▸ **WHAT THIS TASK INVOLVES**: Please give all the data below as a numbered list, one line per item, with blank lines dropped and the pictures left out.

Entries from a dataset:
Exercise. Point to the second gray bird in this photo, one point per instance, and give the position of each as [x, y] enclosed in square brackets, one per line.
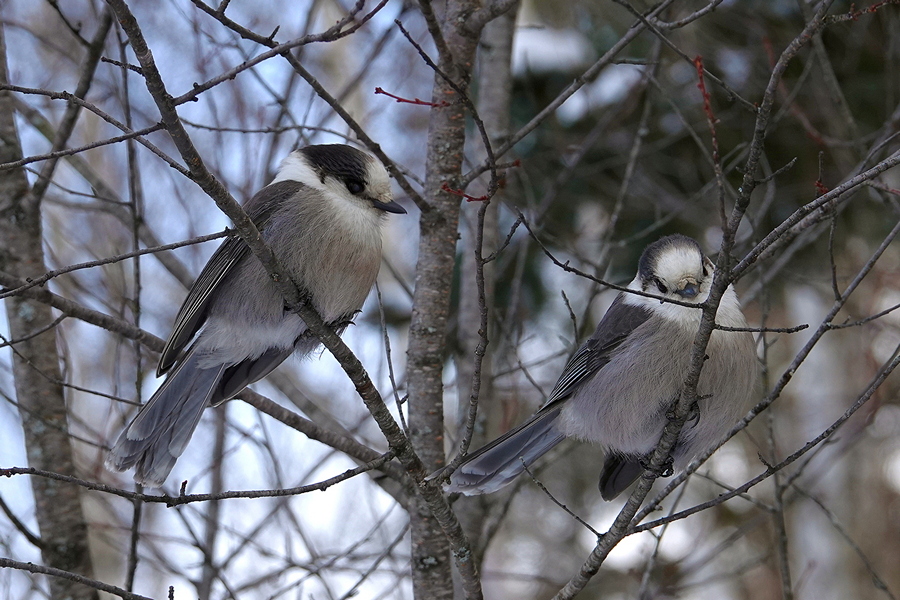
[322, 217]
[617, 389]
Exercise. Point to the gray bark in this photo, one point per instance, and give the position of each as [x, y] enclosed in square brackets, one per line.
[39, 393]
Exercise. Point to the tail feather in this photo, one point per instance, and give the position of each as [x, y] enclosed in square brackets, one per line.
[164, 426]
[492, 467]
[618, 473]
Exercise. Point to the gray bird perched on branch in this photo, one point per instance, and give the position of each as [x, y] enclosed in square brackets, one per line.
[322, 217]
[619, 387]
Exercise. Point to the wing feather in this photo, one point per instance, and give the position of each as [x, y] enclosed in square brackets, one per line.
[192, 313]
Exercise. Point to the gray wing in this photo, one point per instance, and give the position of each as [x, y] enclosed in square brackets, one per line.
[499, 462]
[193, 311]
[614, 328]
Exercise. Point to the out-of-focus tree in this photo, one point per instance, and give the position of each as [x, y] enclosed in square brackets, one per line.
[538, 148]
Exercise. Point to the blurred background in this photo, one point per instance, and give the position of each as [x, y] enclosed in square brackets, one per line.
[624, 160]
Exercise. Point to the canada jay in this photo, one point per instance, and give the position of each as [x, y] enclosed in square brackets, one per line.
[321, 216]
[619, 386]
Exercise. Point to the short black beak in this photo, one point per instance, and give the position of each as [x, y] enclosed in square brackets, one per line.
[391, 206]
[689, 291]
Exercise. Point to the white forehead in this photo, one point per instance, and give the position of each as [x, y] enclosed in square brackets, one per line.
[294, 167]
[378, 179]
[677, 261]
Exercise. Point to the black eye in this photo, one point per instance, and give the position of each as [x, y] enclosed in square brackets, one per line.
[354, 186]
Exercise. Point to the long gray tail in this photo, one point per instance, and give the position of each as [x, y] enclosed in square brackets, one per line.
[496, 464]
[164, 426]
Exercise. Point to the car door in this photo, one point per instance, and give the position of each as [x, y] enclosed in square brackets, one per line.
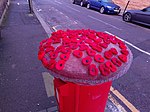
[143, 15]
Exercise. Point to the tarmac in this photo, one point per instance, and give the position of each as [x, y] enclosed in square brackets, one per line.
[21, 81]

▸ **COMPLETE RESPONSE**:
1. Exercise. Point to the second gray bird in this photo, one point per instance, and give the position of each as [x, y] enclosed in square brackets, one per line.
2. [322, 217]
3. [617, 389]
4. Exercise. Point to the gray bark in this photo, one point per instance, and give the position of each as [x, y] enclosed in square brackets, one per line.
5. [39, 393]
6. Exercise. Point to the tail feather in this photo, one point per instance, and give the position of each as [x, y] enclosed in square brackets, one per line.
7. [164, 426]
8. [492, 467]
9. [618, 473]
10. Exercise. Point to the gray bird perched on branch in this photo, one point per instance, and give the position of each as [x, y] enclosed in square brackets, one per line.
11. [322, 217]
12. [619, 387]
13. Exercise. Point to the wing feather in this photo, one point per instance, and give the position of each as [x, y] enclosed in square brackets, one per line.
14. [192, 313]
15. Exercise. Point to the gray wing in this photo, one point per instance, and give the position of each as [x, y] enclosed in square brackets, one per line.
16. [499, 462]
17. [193, 311]
18. [614, 328]
19. Exercise. Point to the out-of-focus tree in this photo, one point per instance, and give the position of each as [x, y] enclosed in square brackets, one per line.
20. [538, 148]
21. Exercise. Point to the blurred background in this photo, one point per instance, and give the position of each as [x, y] enclosed in square brackets, one per line.
22. [624, 160]
23. Exercise. Point to the canada jay in this photo, one point per instance, and give the position of each as [x, y] enclosed in square brackets, one per line.
24. [321, 216]
25. [619, 386]
26. Exercise. Point to the short black beak in this photo, one point per instance, and give the position of each as [x, y] enclosed in square brackets, one per line.
27. [391, 206]
28. [689, 291]
29. Exercise. Point to the white forehead in this photo, one point per instance, and give the position of each as [x, y] enclosed in square brackets, one per line.
30. [294, 167]
31. [378, 179]
32. [677, 261]
33. Exercise. Point to the black eye in this photo, one point per instance, and give the position of each as [x, y] enclosed in square brackets, one per line.
34. [354, 186]
35. Exercise. Point to the long gray tail in this photo, one point per instance, and give the position of each as [x, y] enclosed in square brackets, one per line.
36. [496, 464]
37. [164, 426]
38. Exercise. Point to the car door in this photo, one point per instance, and give the position of each as [x, y] enclosed in square brackets, one per line.
39. [143, 15]
40. Exercise. Point to the tarmac in this photo, one point per instance, and give the position of each as [x, y] enclosed in square brackets, one per line.
41. [21, 81]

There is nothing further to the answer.